= TAREAS A REALIZAR =
a – Responde sobre la carta a Benedicto XVI:
(i) ¿Desde dónde afirma escribir quien firma la carta?
(ii) ¿Quiénes decidieron bautizar a quien escribe?
(iii) ¿En qué dice creer quien escribe, más allá de las reglas que considera absurdas?
b – Imprime el pasaje de la carta a Benedicto XVI comprendido entre "Estoy bautizado, por" y "tú sabes mucho.", ambos incluidos.
c – Prosigue la carta a Benedicto XVI a partir de su última oración.

= TEXTO SELECCIONADO =
════════════════

Estimado Benedicto XVI: Te escribo desde la atalaya del desencanto y la rabia contenida para exponerte mis razones, las razones que me llevan a acudir a ti, en mi desesperación, como último recurso. Oficialmente pertenezco a tu rebaño, aunque personalmente nunca me ha interesado formar parte de ninguno. Oficialmente soy católico, pero realmente nunca lo […]
Estimado Benedicto XVI:
Te escribo desde la atalaya del desencanto y la rabia contenida para exponerte mis razones, las razones que me llevan a acudir a ti, en mi desesperación, como último recurso.
Oficialmente pertenezco a tu rebaño, aunque personalmente nunca me ha interesado formar parte de ninguno. Oficialmente soy católico, pero realmente nunca lo he sido. Soy consciente de que lo real y lo aparente a menudo están en contradicción en este mundo en el que vivimos -qué te voy a contar que tú no sepas-, pero siendo este un hecho que afecta tan directamente a mi persona, a mi forma de vida, a mis pensamientos e ideas, a mi dignidad como ser humano, no tengo por menos que indignarme.
Poco después de asomar por primera vez la cabeza al mundo, hace ya unos cuantos años, mis padres, sin contar conmigo y sin pensar en mí, atendiendo sólo a razones que no logro entender, decidieron bautizarme. La opinión que pudiese tener yo al cabo de los años pareció no importarles. No se lo recrimino, simplemente se dejaron llevar por una tradición secular.
Estoy bautizado, por lo que para la Iglesia soy un católico más, pero se da la circunstancia de que yo no me siento católico, nunca me he sentido como tal. No creo en tu Dios ni en ningún otro. El único dios al que respondo soy yo mismo. Por si fuera poco, mi forma de vida está muy alejada de las normas de conducta que dicta tu Iglesia -no entraré en detalles porque mi vida es sólo mía y de quienes me rodean-. No creo en vuestra moral farisea, creo en el amor y en la libertad más allá de las reglas absurdas que tratáis de imponer, no sólo a quienes se declaran cristianos, sino -lo que es más grave- a todos los seres humanos. A eso creo que se le llama totalitarismo, algo de lo que dicen las malas lenguas tú sabes mucho.

════════════════

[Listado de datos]

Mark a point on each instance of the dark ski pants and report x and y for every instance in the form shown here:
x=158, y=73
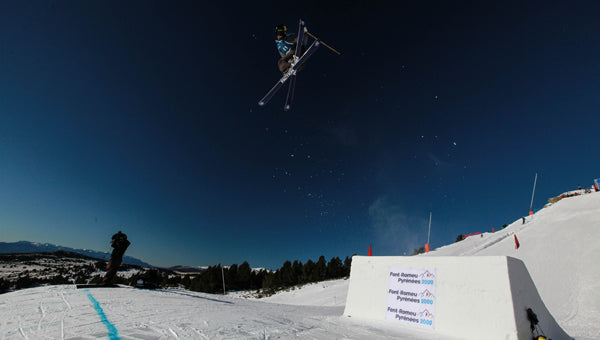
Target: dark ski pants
x=284, y=63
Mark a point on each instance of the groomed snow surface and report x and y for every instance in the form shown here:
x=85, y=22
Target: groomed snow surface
x=559, y=246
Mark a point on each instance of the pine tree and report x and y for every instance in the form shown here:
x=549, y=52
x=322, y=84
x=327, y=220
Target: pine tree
x=334, y=268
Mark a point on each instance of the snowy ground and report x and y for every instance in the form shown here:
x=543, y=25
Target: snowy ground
x=559, y=245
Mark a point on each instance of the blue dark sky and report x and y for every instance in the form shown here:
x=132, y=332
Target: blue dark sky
x=142, y=116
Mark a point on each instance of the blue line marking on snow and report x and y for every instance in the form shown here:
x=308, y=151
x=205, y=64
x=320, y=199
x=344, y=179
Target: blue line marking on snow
x=113, y=334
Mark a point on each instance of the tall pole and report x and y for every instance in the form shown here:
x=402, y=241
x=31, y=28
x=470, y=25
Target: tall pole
x=532, y=195
x=429, y=232
x=223, y=276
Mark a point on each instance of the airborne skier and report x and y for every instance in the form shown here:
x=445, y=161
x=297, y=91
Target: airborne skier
x=293, y=59
x=286, y=45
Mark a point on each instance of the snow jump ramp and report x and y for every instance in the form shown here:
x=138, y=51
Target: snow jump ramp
x=451, y=296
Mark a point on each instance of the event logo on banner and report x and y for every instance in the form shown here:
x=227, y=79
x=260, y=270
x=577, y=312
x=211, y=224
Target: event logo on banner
x=411, y=296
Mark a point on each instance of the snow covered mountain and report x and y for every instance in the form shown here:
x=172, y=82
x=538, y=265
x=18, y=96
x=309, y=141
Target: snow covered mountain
x=33, y=247
x=559, y=246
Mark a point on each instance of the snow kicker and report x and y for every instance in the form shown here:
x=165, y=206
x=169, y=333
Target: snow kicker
x=462, y=297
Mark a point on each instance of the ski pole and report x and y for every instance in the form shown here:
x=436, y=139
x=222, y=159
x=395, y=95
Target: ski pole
x=324, y=44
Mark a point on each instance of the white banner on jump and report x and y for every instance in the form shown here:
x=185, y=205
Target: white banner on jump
x=411, y=296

════════════════

= RESPUESTAS POR TAREA =
a –
(i) Desde la atalaya del desencanto y la rabia contenida.
(ii) Sus padres.
(iii) En el amor y en la libertad.

b –
Estoy bautizado, por lo que para la Iglesia soy un católico más, pero se da la circunstancia de que yo no me siento católico, nunca me he sentido como tal. No creo en tu Dios ni en ningún otro. El único dios al que respondo soy yo mismo. Por si fuera poco, mi forma de vida está muy alejada de las normas de conducta que dicta tu Iglesia -no entraré en detalles porque mi vida es sólo mía y de quienes me rodean-. No creo en vuestra moral farisea, creo en el amor y en la libertad más allá de las reglas absurdas que tratáis de imponer, no sólo a quienes se declaran cristianos, sino -lo que es más grave- a todos los seres humanos. A eso creo que se le llama totalitarismo, algo de lo que dicen las malas lenguas tú sabes mucho.

c –
Son muchas las razones por las que no quiero seguir formando parte, aunque sólo sea nominalmente, de tu Iglesia, pero todos los intentos para dejar de pertenecer a la misma han sido infructuosos. He tratado de apostatar por diversos medios, pero jamás he recibido ni tan siquiera una contestación. Si yo formase parte de alguna organización y uno de sus miembros manifestase su intención de darse de baja porque disiente de la misma, no dudaría en hacer todo lo posible para que esa persona pudiese hacerlo, por su bien y por el de la propia organización. Parece lógico, ¿no? Entonces, ¿por qué ese interés en que yo siga perteneciendo a la Iglesia a pesar de que me manifiesto públicamente en contra de la misma y reniego de todos sus dogmas? Creo haber encontrado una respuesta.
Siglos atrás, a la gente que pensaba y actuaba como yo se la quemaba en una hoguera en el centro de alguna plaza para dar ejemplo a las masas. Y no hace muchos años, en este país, me hubiesen pegado un tiro en la nuca y me hubiesen arrojado a una fosa por pensar lo que pienso y atreverme a expresarlo en público. Los tiempos cambian, afortunadamente. Hoy puedo criticar todo lo que quiera a la Iglesia, nadie me lo impide, pero no puedo abandonar su seno. ¿Por qué? Habéis descubierto que en una época de retroceso de la influencia y poder de la Iglesia es mucho más útil mantenernos en vuestro seno, aún a costa de nuestra voluntad.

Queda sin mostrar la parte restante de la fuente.